_Coordinate labeling data_
(begin)

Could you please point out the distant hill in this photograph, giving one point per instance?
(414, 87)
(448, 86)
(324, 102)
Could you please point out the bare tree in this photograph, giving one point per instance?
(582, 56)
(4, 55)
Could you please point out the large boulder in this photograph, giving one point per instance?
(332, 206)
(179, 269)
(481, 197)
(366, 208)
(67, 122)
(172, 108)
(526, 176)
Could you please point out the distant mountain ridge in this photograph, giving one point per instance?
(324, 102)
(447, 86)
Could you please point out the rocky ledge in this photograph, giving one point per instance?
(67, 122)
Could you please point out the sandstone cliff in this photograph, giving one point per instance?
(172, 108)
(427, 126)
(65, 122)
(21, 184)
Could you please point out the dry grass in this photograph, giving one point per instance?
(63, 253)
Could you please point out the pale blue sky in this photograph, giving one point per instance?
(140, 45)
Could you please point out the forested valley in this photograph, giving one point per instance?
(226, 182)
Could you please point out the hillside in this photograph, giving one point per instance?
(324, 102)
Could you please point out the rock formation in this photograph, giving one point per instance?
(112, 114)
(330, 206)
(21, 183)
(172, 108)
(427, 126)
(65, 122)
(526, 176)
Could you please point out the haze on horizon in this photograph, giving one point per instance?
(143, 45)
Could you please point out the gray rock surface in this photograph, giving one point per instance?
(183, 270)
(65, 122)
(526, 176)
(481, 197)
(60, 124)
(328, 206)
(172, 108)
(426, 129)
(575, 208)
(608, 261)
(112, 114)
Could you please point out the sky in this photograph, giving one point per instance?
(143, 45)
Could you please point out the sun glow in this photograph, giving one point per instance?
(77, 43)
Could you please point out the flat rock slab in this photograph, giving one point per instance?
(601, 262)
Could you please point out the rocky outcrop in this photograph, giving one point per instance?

(end)

_Problem description_
Reproduce all of the entries above word for word, line by line, without changing anything.

_Reply_
Could you please point out the distant hill in this photograph, giving one point per instance?
(414, 87)
(448, 86)
(324, 102)
Could you please point out the bare tree in this photograph, giving one point per instance?
(582, 56)
(4, 55)
Could you please point out the large boulder in this photograph, giving one point per instance?
(332, 206)
(179, 269)
(481, 197)
(366, 208)
(67, 122)
(172, 108)
(526, 176)
Could you please point out the distant mountain ridge in this photograph, giving one point per instance?
(324, 102)
(447, 86)
Could you please point out the rocky ledge in this photograph, giving one point per instance?
(67, 122)
Could you please point out the sandstone cliff in this photograph, giving one point per instance?
(172, 108)
(427, 126)
(65, 122)
(21, 184)
Could you please point out the dry grass in this photograph, giving one point per instance?
(63, 253)
Could you please point out the pale blue sky in this photograph, giving one point per instance?
(140, 45)
Could you please point out the forested valley in this photograph, giving one point per instance?
(226, 182)
Could you please point out the hillside in this photograph, giving one point per instance?
(324, 102)
Could you please point out the rock formation in this photograph, giving one point per instance?
(112, 114)
(330, 206)
(21, 183)
(172, 108)
(427, 126)
(65, 122)
(526, 176)
Could you please point out the haze on horizon in this photograph, giving one point per instance?
(143, 45)
Could you please point out the gray rock surface in this photograph, giving one point per instance?
(183, 270)
(65, 122)
(526, 176)
(481, 197)
(60, 124)
(328, 206)
(172, 108)
(426, 129)
(575, 208)
(608, 261)
(112, 114)
Could you please point out the sky in this photograph, giving one point per instance?
(143, 45)
Could you please point out the sun glow in this photograph, giving one point per instance?
(77, 43)
Could you please point out the flat rock slab in this photograph, giving one point per instance?
(601, 262)
Could you please point out the rocky outcrop in this photograph, giving one point per instance?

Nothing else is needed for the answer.